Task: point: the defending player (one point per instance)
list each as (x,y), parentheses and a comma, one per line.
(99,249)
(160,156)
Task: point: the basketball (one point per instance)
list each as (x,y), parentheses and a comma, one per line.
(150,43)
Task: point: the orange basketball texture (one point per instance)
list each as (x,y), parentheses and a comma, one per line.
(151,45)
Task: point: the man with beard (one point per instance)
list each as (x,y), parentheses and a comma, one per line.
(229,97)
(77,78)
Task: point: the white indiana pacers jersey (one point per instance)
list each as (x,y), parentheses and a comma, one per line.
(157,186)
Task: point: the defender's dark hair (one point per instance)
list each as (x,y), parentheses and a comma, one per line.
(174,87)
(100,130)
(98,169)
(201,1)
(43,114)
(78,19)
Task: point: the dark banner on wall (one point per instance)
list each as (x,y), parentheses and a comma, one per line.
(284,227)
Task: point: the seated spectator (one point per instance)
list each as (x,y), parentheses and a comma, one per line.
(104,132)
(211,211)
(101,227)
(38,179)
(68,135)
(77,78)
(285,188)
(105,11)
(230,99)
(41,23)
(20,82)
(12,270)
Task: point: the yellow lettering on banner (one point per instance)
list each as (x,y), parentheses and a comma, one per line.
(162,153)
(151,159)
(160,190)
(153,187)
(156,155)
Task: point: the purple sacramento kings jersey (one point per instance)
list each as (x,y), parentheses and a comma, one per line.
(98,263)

▬▬▬▬▬▬

> _WRITTEN INSTRUCTION_: Quote every entry above verbatim, from the first line through the last.

> _RESULT FOR THIS EXERCISE_:
Task: point: the defending player (one point per instance)
list each as (x,y), parentheses and a comma, one per line.
(99,249)
(160,156)
Task: point: the basketball (one point per instance)
list each as (x,y), parentheses and a comma, one per line.
(150,43)
Task: point: the orange basketball texture (one point per instance)
list each as (x,y), parentheses and a comma, one per line.
(151,45)
Task: point: the man with beard (one point per instance)
list each as (x,y), parentheses and a comma, one per line.
(229,97)
(77,78)
Task: point: the white indiana pacers jersey (one point per instance)
list each as (x,y), parentheses and a comma, one per line.
(157,186)
Task: point: the defender's dark hair (one point per instance)
list each as (x,y), parentheses and a comma, one per line.
(174,87)
(100,130)
(98,169)
(201,1)
(43,114)
(78,19)
Task: point: the dark banner on wall (one point per instance)
list each as (x,y), parentheses and a comma, one per line.
(284,227)
Task: point: the seated spectator (one point per instance)
list each as (x,y), parentheses and a comma, one per line.
(104,132)
(211,211)
(101,227)
(38,179)
(68,135)
(77,78)
(285,188)
(105,11)
(230,99)
(41,23)
(20,82)
(12,270)
Task: point: the yellow lettering on banner (one point per instance)
list each as (x,y), parentheses and a comma, one per line.
(162,153)
(151,159)
(160,190)
(153,187)
(156,155)
Task: point: the purple sacramento kings jersey (one point per instance)
list each as (x,y), parentheses and a comma, one per line.
(98,263)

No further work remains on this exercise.